+++ DATA IN THIS EXERCISE

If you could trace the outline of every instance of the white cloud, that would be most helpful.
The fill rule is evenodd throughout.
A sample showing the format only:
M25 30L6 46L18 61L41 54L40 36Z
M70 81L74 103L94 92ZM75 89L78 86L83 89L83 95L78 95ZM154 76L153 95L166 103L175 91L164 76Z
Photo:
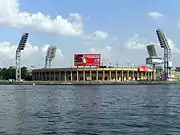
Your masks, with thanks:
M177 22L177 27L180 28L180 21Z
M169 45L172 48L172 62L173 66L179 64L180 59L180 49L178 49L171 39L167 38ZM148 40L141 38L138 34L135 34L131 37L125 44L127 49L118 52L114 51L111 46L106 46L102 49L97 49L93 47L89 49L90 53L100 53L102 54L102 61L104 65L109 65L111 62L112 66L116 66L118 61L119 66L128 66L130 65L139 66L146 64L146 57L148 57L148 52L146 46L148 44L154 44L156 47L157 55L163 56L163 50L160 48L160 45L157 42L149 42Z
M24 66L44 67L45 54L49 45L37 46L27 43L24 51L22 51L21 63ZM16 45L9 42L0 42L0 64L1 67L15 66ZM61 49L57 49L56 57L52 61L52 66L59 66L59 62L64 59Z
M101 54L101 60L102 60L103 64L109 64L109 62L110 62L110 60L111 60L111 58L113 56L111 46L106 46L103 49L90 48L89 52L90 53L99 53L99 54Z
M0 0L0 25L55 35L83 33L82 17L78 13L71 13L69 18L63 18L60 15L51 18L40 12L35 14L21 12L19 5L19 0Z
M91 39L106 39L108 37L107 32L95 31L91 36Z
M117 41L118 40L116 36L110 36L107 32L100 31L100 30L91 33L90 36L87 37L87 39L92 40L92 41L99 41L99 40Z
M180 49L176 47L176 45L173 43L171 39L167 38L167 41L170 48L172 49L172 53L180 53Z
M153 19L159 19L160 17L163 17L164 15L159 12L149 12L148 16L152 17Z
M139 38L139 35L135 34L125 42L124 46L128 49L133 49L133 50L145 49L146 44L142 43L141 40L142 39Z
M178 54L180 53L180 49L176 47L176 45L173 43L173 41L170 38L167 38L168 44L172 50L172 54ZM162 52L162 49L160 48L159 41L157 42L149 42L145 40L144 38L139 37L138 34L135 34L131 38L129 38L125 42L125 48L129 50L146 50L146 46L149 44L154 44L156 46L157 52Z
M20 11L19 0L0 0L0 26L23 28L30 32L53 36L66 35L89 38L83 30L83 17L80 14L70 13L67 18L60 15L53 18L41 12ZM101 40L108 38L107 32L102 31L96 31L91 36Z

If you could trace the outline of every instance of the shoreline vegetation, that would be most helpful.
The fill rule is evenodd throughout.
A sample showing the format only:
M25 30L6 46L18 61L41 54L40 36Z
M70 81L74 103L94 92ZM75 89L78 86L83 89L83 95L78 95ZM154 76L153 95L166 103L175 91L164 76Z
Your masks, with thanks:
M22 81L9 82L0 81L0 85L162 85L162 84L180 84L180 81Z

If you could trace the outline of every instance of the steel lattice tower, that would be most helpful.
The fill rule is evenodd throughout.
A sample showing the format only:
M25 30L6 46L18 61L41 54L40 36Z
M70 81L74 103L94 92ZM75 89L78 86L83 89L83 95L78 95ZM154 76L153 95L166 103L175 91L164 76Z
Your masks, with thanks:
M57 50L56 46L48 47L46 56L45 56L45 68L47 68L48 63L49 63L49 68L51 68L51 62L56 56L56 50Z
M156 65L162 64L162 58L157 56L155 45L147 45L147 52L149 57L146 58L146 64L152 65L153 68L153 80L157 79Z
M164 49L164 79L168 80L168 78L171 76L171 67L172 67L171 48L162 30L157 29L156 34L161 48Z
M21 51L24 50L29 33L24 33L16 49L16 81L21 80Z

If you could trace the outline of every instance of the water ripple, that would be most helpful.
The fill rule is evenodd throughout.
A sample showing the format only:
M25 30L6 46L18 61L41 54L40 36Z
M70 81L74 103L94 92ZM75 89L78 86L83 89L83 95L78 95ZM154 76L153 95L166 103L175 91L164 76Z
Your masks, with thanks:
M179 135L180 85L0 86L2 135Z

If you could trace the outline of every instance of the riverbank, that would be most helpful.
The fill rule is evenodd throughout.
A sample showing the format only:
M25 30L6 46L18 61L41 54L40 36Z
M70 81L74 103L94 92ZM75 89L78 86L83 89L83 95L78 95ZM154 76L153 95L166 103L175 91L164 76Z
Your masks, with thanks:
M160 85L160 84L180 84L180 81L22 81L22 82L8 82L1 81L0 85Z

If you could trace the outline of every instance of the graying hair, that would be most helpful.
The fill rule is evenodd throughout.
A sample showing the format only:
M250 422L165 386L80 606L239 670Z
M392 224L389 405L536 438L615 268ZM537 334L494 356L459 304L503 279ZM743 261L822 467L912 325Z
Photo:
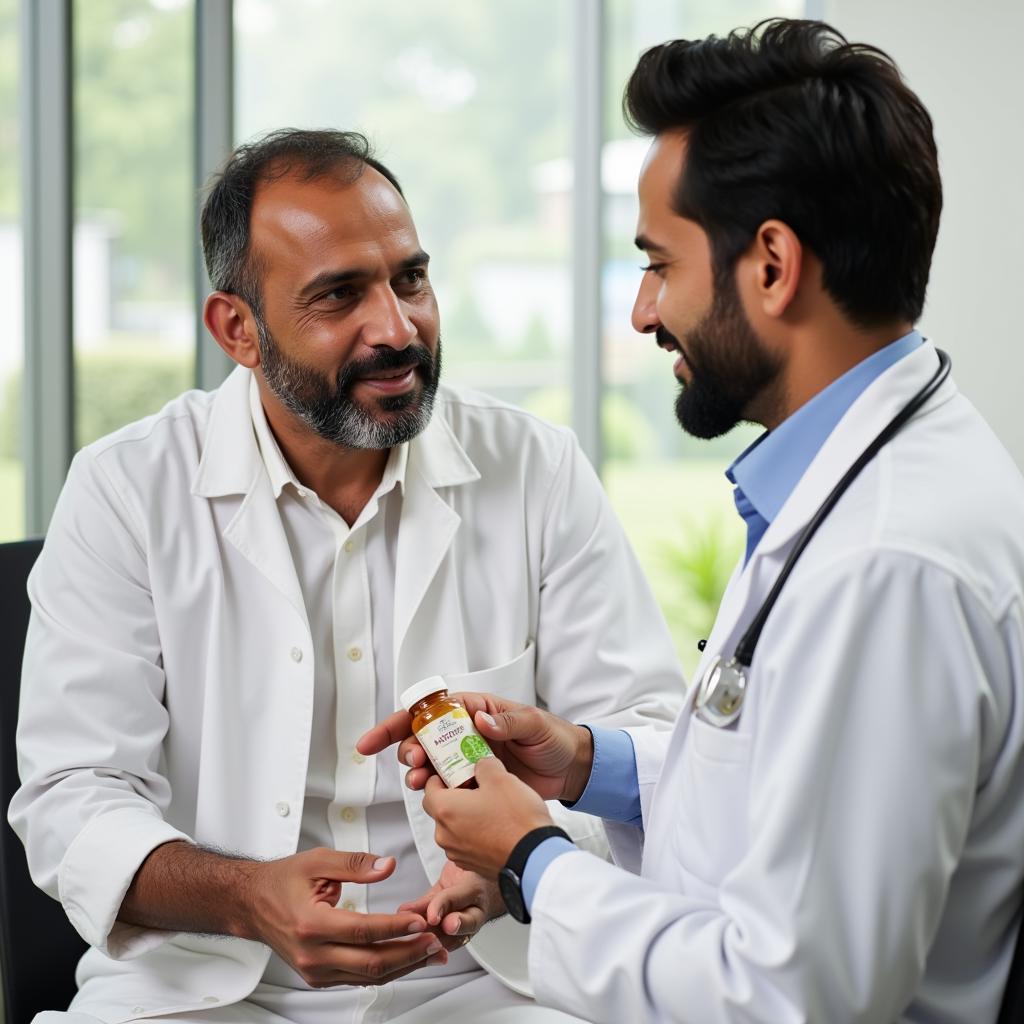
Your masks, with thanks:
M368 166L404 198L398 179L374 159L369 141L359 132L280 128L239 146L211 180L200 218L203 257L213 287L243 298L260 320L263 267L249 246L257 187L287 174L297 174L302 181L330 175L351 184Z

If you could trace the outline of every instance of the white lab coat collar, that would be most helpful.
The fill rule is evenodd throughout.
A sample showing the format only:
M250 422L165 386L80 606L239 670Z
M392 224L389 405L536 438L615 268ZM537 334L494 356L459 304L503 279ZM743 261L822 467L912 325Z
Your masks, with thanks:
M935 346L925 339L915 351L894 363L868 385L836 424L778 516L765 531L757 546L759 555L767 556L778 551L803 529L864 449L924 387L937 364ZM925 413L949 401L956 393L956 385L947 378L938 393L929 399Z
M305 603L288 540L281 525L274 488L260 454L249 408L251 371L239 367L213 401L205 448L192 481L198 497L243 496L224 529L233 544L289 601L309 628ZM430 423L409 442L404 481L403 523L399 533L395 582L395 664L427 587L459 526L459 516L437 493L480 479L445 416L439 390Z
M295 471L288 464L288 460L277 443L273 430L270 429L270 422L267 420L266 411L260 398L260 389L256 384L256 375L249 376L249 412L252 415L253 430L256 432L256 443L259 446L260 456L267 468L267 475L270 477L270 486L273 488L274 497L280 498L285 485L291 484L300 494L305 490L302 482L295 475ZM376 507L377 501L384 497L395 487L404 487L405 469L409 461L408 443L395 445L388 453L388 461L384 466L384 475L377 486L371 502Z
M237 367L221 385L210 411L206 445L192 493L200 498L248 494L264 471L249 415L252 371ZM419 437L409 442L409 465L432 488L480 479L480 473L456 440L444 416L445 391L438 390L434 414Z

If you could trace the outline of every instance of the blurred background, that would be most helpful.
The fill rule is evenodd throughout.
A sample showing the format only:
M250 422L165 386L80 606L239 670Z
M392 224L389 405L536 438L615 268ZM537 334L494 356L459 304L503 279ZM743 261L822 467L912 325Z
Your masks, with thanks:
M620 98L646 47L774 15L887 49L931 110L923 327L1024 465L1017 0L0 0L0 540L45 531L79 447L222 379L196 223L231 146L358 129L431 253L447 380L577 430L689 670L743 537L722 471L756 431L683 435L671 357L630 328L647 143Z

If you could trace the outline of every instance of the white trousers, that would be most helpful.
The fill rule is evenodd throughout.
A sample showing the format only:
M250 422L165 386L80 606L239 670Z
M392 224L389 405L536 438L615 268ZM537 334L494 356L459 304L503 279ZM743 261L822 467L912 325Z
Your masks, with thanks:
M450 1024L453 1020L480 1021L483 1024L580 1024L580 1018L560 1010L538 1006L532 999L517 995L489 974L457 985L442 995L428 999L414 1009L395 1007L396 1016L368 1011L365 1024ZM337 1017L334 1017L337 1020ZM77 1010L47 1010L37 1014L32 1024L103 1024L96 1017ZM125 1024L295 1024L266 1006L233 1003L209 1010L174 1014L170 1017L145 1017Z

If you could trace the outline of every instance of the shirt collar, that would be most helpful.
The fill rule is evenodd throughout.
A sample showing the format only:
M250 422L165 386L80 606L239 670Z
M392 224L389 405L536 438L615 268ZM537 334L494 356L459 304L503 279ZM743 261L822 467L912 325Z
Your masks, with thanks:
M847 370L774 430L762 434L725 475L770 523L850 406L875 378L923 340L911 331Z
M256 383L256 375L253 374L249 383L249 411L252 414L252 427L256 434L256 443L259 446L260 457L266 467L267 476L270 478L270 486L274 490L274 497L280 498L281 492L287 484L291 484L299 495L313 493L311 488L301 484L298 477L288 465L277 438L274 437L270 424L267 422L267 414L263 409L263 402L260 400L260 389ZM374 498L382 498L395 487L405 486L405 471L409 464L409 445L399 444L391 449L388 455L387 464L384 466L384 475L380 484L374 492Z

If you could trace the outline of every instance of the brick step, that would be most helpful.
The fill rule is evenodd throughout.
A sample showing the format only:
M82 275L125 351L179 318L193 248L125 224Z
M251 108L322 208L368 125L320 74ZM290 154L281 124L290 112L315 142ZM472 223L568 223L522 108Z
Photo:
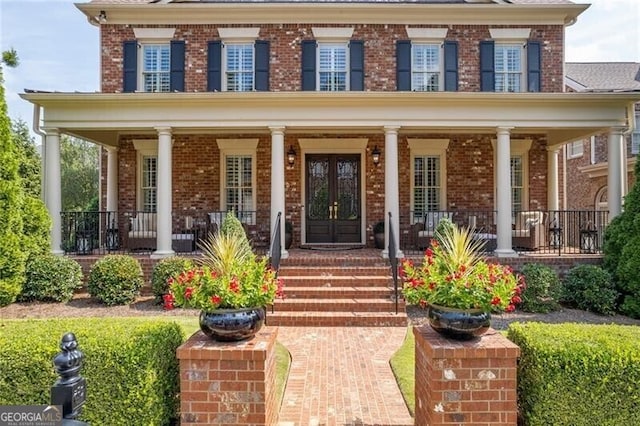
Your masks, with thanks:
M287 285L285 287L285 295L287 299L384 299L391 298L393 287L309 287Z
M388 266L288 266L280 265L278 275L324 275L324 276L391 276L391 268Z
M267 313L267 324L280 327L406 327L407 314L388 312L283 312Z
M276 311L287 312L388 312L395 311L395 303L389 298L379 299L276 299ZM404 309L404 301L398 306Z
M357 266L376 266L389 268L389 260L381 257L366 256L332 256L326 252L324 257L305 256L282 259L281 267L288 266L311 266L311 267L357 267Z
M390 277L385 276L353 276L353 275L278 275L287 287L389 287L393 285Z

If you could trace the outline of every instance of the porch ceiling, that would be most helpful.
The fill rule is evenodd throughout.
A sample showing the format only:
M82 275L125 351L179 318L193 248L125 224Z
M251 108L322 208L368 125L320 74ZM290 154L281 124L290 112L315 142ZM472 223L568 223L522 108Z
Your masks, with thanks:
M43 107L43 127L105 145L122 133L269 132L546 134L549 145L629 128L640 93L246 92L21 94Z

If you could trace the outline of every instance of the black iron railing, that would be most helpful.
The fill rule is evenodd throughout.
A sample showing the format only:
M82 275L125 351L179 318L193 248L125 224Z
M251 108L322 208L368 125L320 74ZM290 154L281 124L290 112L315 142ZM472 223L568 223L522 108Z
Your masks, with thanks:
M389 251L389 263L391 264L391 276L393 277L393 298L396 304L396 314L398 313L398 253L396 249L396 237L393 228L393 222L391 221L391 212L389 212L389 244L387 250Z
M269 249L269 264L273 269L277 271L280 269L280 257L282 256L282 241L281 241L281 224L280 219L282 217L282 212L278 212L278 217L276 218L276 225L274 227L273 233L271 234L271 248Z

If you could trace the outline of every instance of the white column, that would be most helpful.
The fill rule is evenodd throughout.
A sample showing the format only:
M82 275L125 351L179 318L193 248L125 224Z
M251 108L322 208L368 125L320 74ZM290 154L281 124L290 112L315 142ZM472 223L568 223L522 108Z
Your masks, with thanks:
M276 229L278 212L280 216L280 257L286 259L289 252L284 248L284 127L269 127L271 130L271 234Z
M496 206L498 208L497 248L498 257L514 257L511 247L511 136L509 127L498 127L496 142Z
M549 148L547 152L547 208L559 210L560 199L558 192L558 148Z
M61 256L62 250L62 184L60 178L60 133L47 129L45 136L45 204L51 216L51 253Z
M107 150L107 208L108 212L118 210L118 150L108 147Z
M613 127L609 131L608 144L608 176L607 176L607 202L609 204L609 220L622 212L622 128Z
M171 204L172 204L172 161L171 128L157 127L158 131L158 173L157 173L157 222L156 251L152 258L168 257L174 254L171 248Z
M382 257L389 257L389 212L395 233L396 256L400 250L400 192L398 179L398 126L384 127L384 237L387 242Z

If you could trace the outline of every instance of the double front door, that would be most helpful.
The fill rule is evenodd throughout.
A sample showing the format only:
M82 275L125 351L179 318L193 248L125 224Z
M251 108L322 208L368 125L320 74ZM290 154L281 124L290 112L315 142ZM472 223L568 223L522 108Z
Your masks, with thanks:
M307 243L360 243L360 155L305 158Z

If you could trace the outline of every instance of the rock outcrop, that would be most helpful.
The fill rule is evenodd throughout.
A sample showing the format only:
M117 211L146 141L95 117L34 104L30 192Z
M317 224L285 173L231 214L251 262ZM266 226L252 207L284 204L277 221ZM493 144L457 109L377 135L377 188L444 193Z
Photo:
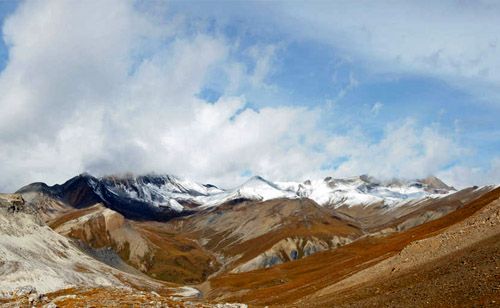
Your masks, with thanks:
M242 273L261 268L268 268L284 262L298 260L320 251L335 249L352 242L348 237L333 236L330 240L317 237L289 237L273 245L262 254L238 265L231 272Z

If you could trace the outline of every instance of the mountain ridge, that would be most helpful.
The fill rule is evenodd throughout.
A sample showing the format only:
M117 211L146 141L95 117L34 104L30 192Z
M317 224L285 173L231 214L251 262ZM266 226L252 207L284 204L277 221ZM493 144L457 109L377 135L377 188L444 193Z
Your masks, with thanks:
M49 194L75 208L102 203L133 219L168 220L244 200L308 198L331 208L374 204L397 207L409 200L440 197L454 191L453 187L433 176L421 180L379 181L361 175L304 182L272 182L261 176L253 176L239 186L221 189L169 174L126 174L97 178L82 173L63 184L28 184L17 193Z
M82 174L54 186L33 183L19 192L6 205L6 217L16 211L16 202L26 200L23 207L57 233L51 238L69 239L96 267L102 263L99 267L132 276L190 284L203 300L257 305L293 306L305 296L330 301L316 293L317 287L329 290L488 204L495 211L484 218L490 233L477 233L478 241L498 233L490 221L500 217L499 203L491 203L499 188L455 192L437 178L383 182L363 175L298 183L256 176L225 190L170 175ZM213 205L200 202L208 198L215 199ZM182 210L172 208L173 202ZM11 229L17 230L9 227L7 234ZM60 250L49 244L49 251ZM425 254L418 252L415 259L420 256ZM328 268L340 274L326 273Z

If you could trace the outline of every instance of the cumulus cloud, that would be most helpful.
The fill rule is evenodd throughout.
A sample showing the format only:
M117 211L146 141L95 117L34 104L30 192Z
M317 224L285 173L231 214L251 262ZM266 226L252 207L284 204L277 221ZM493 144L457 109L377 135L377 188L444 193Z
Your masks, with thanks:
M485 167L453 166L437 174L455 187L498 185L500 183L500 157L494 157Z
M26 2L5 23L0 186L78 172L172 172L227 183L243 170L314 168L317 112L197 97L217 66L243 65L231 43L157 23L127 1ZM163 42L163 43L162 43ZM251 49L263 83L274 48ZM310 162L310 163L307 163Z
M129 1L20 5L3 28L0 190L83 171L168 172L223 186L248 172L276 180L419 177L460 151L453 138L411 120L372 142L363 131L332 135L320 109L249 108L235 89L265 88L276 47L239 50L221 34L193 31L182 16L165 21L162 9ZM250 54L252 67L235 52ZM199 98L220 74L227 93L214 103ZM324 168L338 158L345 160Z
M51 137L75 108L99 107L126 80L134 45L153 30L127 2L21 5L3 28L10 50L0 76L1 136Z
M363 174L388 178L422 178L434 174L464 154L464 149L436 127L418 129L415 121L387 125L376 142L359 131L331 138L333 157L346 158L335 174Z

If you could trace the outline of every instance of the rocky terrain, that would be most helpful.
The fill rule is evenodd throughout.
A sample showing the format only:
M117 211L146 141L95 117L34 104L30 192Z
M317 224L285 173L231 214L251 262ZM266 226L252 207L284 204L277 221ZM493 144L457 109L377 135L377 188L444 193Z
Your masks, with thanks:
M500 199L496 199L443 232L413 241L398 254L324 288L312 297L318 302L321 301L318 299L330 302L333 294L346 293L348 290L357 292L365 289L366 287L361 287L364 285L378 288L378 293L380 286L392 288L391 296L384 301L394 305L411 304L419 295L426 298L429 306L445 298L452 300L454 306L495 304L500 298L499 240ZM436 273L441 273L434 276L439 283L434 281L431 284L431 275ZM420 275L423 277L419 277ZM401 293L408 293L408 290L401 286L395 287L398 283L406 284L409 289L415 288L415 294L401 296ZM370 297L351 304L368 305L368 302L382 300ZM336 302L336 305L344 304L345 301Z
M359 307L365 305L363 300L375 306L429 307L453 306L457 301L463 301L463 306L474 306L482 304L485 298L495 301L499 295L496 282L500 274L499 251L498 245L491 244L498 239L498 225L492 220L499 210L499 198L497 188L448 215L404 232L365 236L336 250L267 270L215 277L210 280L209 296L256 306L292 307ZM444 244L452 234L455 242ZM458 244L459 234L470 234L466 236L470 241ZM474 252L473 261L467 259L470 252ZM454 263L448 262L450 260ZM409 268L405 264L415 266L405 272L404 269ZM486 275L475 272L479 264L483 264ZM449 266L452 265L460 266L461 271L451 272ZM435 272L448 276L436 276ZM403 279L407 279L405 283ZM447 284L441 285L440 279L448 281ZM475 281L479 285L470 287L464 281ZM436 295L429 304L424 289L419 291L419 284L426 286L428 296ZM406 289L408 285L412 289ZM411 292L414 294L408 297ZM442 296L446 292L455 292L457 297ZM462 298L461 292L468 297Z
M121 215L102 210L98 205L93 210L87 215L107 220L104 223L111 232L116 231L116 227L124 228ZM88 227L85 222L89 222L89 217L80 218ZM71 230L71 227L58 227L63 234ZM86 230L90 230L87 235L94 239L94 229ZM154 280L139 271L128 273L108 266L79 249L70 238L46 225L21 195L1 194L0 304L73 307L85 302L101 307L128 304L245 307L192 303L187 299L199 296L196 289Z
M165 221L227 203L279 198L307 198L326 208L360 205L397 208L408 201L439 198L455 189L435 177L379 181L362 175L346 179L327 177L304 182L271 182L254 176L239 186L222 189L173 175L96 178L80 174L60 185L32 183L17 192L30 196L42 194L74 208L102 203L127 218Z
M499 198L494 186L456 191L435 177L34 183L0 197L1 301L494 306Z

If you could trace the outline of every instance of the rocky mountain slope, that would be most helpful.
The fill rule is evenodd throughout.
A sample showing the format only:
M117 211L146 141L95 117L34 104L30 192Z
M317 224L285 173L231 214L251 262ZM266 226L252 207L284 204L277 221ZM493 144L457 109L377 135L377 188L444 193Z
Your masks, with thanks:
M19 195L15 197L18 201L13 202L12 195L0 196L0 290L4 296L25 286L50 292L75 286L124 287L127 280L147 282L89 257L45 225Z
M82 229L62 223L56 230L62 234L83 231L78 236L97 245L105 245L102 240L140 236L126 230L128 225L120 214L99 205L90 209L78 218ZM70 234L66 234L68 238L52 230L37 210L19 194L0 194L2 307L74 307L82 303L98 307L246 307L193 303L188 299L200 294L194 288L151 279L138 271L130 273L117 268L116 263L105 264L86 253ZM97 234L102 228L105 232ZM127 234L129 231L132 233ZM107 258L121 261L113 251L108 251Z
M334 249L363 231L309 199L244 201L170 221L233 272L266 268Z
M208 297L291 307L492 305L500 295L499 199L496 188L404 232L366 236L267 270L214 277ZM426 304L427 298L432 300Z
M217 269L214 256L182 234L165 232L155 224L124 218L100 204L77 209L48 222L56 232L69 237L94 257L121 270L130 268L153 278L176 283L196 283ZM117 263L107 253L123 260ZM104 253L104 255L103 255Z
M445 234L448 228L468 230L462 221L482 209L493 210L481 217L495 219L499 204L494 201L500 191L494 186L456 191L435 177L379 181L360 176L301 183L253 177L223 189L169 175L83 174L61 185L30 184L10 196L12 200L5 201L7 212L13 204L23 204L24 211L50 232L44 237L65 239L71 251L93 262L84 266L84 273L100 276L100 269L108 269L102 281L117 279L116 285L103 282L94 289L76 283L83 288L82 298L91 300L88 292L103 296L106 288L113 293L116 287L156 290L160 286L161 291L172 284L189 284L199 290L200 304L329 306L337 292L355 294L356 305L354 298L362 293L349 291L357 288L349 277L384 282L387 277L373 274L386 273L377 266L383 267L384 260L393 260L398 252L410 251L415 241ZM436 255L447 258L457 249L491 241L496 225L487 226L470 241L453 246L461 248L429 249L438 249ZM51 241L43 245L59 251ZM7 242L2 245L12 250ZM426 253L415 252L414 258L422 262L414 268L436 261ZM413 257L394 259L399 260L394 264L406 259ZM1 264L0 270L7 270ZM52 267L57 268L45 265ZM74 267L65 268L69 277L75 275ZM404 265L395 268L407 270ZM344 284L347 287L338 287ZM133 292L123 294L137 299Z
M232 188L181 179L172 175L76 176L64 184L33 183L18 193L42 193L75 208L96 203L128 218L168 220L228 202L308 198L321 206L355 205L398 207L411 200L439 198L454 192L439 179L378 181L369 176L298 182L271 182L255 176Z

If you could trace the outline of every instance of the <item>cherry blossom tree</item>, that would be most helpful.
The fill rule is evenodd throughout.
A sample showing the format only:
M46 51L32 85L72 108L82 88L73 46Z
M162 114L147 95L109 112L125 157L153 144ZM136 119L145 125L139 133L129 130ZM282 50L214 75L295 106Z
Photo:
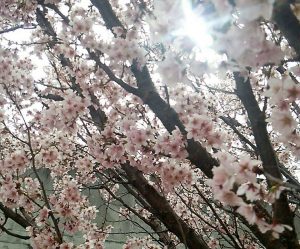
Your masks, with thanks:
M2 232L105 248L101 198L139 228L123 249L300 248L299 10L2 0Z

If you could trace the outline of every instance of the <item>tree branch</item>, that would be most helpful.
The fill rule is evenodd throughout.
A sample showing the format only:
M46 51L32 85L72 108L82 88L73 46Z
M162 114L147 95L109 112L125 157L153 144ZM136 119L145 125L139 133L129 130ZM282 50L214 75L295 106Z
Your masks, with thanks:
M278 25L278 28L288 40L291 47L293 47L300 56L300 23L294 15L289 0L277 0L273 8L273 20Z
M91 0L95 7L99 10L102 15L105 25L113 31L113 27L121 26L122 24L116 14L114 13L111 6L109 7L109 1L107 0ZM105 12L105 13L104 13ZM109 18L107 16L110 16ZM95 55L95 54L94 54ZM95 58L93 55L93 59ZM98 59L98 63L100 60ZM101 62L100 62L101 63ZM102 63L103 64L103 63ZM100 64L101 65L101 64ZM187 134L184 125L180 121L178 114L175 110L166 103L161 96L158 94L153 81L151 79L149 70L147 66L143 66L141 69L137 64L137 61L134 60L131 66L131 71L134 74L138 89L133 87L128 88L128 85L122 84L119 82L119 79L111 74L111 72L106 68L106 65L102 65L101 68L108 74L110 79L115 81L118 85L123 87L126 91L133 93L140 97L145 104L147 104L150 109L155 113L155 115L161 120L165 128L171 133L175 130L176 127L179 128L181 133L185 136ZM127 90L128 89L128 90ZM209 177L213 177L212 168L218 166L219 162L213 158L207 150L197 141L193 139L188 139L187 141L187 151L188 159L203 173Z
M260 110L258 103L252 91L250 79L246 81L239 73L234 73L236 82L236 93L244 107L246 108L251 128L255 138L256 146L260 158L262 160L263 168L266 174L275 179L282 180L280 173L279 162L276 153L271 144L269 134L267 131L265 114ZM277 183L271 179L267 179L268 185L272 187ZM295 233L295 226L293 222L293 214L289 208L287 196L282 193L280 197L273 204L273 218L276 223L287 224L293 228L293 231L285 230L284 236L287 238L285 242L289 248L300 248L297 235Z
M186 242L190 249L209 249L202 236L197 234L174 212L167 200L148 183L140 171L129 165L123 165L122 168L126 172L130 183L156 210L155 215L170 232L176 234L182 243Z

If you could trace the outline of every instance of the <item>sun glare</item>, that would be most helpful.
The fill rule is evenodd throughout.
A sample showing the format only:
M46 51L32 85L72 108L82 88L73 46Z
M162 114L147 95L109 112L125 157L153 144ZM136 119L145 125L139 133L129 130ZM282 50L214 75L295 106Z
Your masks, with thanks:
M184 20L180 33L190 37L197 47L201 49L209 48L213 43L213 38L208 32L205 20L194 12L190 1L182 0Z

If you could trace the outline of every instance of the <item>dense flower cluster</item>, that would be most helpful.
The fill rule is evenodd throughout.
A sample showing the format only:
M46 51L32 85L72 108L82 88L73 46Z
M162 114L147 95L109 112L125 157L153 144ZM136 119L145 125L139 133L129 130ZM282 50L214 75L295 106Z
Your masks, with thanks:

++++++

Lines from the entries that contain the string "tree" must be found and copied.

- _EXERCISE ANSWER_
If you could trace the outline of every instance of the <item>cherry blossom tree</item>, that would be most helpful.
If you could trace the outline of every instance of the <item>tree branch</item>, that would be most helpful.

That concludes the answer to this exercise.